**INSTRUCTIONS TO FOLLOW:** Collect each line of the listing below in which the word "desk" occurs, treating uppercase and lowercase letters as distinct, and copy those lines in full.
******************************
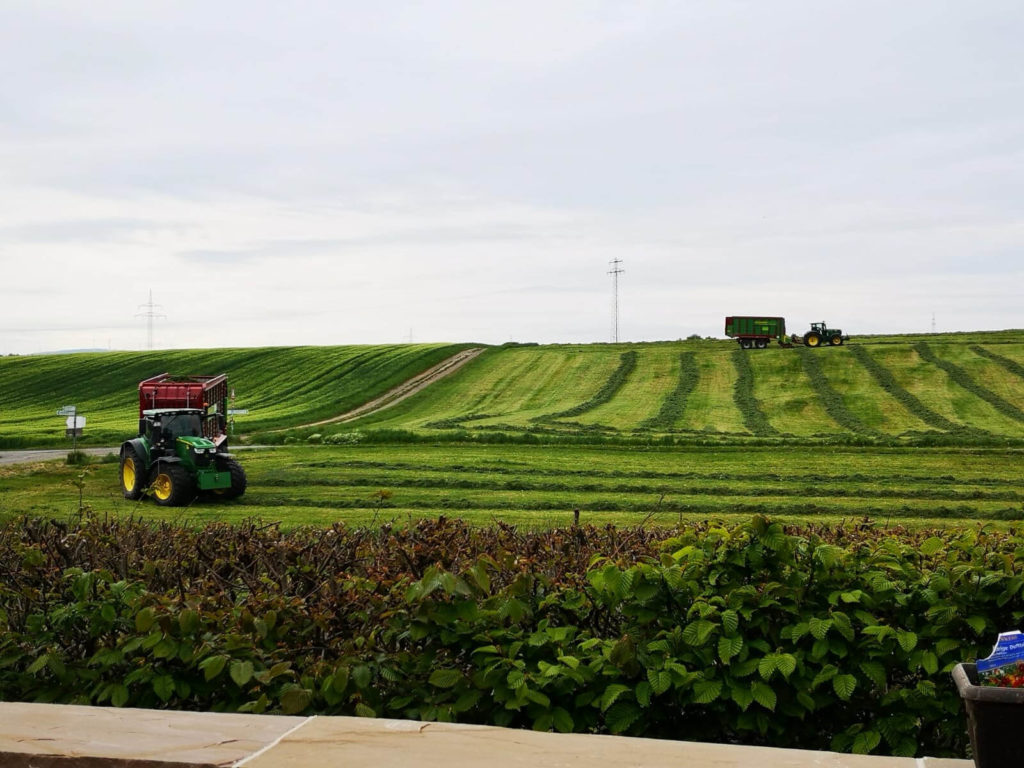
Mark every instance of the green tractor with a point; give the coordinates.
(181, 449)
(820, 334)
(173, 462)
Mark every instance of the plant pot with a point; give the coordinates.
(994, 719)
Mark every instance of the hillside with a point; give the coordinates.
(960, 388)
(280, 386)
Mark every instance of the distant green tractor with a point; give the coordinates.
(181, 450)
(820, 334)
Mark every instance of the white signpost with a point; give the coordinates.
(231, 412)
(75, 424)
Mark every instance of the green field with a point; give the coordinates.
(541, 485)
(927, 428)
(280, 386)
(885, 390)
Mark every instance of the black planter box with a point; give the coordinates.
(994, 719)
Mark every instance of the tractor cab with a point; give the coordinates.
(164, 426)
(821, 334)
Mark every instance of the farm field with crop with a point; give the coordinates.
(540, 486)
(280, 386)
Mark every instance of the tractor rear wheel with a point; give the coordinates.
(238, 479)
(132, 473)
(172, 485)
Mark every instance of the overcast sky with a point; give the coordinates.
(336, 172)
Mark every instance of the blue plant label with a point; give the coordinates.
(1009, 650)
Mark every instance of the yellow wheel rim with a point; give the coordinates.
(128, 474)
(162, 486)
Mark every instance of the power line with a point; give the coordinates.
(150, 315)
(614, 272)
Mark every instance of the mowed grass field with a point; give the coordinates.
(919, 430)
(883, 390)
(541, 485)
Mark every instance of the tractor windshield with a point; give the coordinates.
(182, 425)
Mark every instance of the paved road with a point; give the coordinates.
(26, 457)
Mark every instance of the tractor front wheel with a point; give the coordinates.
(171, 485)
(132, 473)
(238, 479)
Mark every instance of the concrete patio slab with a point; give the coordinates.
(357, 742)
(66, 736)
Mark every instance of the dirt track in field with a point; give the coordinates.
(406, 389)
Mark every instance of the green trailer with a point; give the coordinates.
(756, 331)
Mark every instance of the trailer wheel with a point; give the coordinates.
(239, 481)
(171, 485)
(132, 473)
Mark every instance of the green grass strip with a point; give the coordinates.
(888, 382)
(674, 404)
(961, 376)
(1012, 366)
(627, 363)
(742, 394)
(829, 397)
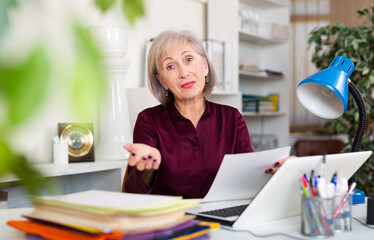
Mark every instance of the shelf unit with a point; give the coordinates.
(271, 52)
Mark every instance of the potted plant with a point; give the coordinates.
(357, 44)
(23, 86)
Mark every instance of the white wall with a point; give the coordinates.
(44, 19)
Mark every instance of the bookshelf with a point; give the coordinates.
(266, 42)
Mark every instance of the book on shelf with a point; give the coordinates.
(220, 54)
(260, 104)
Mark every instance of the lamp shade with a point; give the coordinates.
(325, 93)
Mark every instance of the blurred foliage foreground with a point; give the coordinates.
(357, 44)
(24, 86)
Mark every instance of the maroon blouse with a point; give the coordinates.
(190, 158)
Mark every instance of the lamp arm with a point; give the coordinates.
(361, 124)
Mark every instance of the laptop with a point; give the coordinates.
(280, 197)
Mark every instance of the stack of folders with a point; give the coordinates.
(105, 215)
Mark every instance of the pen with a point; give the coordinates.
(345, 199)
(311, 204)
(323, 165)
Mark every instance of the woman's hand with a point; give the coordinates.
(276, 165)
(144, 157)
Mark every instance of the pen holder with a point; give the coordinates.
(343, 220)
(317, 214)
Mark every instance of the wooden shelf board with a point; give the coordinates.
(270, 114)
(246, 36)
(257, 75)
(265, 3)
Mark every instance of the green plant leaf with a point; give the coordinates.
(5, 5)
(133, 9)
(24, 85)
(105, 5)
(30, 178)
(89, 81)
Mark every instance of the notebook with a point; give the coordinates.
(280, 197)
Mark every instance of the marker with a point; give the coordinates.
(345, 199)
(323, 165)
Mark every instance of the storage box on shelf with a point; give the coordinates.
(263, 32)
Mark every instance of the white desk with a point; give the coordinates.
(290, 226)
(74, 177)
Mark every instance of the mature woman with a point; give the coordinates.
(179, 145)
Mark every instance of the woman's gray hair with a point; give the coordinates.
(159, 46)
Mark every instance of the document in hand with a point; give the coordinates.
(241, 176)
(106, 211)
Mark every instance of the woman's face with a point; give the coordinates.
(183, 72)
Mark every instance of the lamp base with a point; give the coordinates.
(358, 197)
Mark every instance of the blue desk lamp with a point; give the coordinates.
(325, 94)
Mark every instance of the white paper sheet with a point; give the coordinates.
(241, 176)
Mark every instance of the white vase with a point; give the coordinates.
(114, 120)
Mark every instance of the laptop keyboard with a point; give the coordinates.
(227, 212)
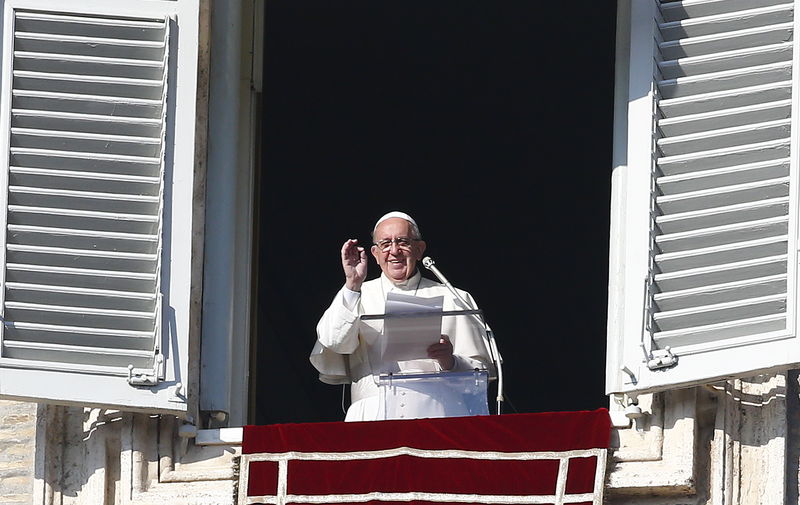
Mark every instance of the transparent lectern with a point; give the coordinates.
(407, 391)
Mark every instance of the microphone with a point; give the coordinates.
(494, 352)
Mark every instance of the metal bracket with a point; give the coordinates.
(144, 377)
(662, 358)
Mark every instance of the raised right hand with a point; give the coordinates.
(354, 264)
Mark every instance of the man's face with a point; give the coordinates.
(397, 263)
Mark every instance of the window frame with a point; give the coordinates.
(169, 395)
(627, 348)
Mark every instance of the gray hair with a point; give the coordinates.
(415, 233)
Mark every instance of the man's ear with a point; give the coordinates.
(421, 245)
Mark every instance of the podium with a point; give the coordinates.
(407, 391)
(438, 394)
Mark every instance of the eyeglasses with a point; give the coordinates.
(403, 243)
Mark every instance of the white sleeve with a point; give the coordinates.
(337, 330)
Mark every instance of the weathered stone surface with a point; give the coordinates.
(17, 439)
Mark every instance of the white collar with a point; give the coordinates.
(410, 284)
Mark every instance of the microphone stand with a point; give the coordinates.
(428, 263)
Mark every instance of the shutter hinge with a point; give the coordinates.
(661, 358)
(145, 377)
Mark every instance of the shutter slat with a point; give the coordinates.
(726, 234)
(721, 293)
(65, 310)
(728, 156)
(720, 216)
(703, 315)
(724, 176)
(727, 41)
(84, 175)
(95, 195)
(79, 291)
(72, 348)
(720, 333)
(729, 98)
(726, 21)
(720, 119)
(672, 11)
(64, 212)
(721, 253)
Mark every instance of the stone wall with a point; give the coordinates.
(17, 441)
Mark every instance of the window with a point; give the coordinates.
(704, 206)
(97, 190)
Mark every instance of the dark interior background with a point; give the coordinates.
(488, 121)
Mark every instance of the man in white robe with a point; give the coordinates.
(341, 351)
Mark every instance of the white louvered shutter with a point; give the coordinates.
(95, 249)
(709, 280)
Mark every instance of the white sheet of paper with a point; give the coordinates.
(408, 338)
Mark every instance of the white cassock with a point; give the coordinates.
(340, 353)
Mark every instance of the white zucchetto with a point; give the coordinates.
(396, 213)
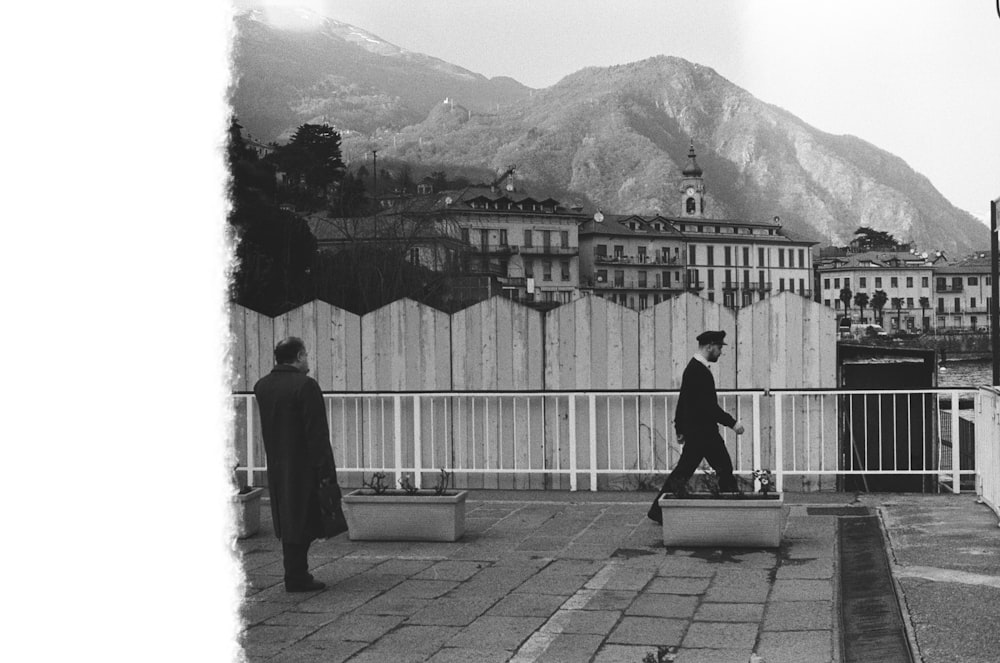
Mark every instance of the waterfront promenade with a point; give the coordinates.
(585, 577)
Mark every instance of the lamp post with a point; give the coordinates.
(994, 292)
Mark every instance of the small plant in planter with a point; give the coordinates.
(721, 519)
(407, 513)
(246, 505)
(663, 655)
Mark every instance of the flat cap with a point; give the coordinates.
(712, 338)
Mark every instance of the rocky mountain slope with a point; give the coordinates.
(614, 138)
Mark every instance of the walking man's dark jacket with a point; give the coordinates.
(698, 413)
(297, 442)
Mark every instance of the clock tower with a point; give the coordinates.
(692, 188)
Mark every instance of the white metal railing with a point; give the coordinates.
(988, 447)
(595, 437)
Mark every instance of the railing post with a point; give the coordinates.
(779, 454)
(572, 443)
(756, 439)
(250, 450)
(397, 426)
(417, 449)
(956, 447)
(592, 402)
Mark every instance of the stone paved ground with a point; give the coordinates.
(549, 577)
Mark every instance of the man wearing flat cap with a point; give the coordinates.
(697, 421)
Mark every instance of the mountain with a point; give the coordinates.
(614, 138)
(360, 83)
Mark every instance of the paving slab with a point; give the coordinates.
(577, 577)
(796, 647)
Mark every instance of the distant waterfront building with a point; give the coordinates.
(963, 294)
(904, 277)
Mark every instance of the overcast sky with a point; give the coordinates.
(919, 79)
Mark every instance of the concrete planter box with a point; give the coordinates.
(397, 516)
(717, 522)
(247, 507)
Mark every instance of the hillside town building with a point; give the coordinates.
(638, 261)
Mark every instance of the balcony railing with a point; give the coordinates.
(630, 284)
(549, 250)
(808, 439)
(621, 259)
(494, 249)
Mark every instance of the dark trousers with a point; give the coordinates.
(295, 557)
(711, 448)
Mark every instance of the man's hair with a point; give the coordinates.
(287, 350)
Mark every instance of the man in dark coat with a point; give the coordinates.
(697, 421)
(297, 444)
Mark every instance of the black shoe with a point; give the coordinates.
(311, 586)
(679, 489)
(655, 513)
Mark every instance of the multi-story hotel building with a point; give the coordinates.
(633, 260)
(734, 262)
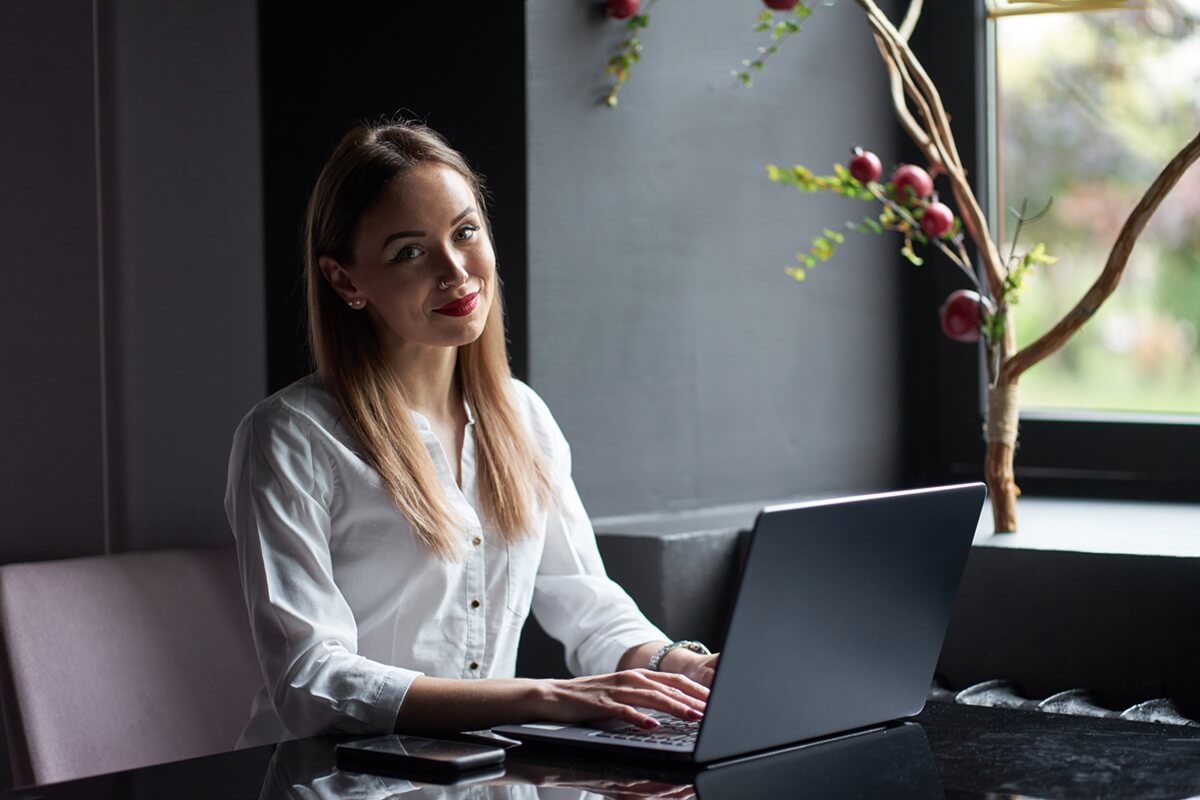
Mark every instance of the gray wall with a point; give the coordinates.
(684, 366)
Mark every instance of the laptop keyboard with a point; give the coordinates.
(673, 731)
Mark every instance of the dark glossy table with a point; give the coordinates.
(951, 751)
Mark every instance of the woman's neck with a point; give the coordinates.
(427, 376)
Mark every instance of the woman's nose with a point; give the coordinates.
(455, 269)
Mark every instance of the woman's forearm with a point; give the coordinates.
(448, 704)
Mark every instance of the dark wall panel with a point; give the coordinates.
(329, 65)
(52, 408)
(183, 221)
(684, 365)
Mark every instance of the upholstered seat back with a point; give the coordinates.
(114, 662)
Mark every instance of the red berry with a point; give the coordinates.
(963, 313)
(913, 176)
(622, 8)
(865, 166)
(937, 220)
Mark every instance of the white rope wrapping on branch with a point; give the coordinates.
(1003, 415)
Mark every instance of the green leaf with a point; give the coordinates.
(906, 251)
(1038, 254)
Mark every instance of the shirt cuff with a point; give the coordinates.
(607, 656)
(393, 689)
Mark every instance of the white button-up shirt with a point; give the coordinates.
(347, 607)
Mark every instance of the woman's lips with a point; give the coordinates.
(460, 307)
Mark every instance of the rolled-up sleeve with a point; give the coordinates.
(574, 600)
(277, 500)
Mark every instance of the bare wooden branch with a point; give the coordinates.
(910, 20)
(1113, 270)
(907, 121)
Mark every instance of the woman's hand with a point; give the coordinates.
(621, 695)
(695, 666)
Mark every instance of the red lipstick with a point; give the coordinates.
(460, 307)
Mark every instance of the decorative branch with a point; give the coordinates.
(1114, 268)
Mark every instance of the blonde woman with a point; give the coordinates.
(401, 511)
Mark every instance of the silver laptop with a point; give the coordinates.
(835, 627)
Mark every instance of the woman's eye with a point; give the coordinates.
(406, 253)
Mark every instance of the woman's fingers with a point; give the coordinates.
(627, 695)
(673, 680)
(648, 698)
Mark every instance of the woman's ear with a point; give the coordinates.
(339, 278)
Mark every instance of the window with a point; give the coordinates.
(1063, 449)
(1090, 108)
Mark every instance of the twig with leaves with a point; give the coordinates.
(779, 30)
(628, 53)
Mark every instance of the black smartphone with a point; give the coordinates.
(415, 756)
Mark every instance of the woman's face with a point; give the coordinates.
(423, 262)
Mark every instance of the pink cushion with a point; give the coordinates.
(114, 662)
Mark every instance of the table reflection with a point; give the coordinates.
(894, 763)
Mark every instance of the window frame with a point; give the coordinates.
(1060, 453)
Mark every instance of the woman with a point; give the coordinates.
(400, 511)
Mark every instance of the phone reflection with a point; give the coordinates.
(307, 770)
(894, 763)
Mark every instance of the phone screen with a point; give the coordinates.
(420, 747)
(419, 751)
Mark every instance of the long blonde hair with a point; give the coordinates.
(513, 475)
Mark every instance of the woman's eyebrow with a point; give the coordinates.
(417, 234)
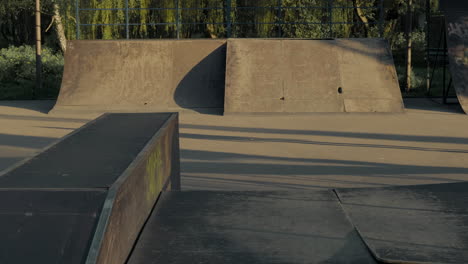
******************************
**EXERCISE ANSWER:**
Mark every instance of the white desk with a point; give the coordinates.
Mark every instance of the blue desk lamp with a point; give the coordinates.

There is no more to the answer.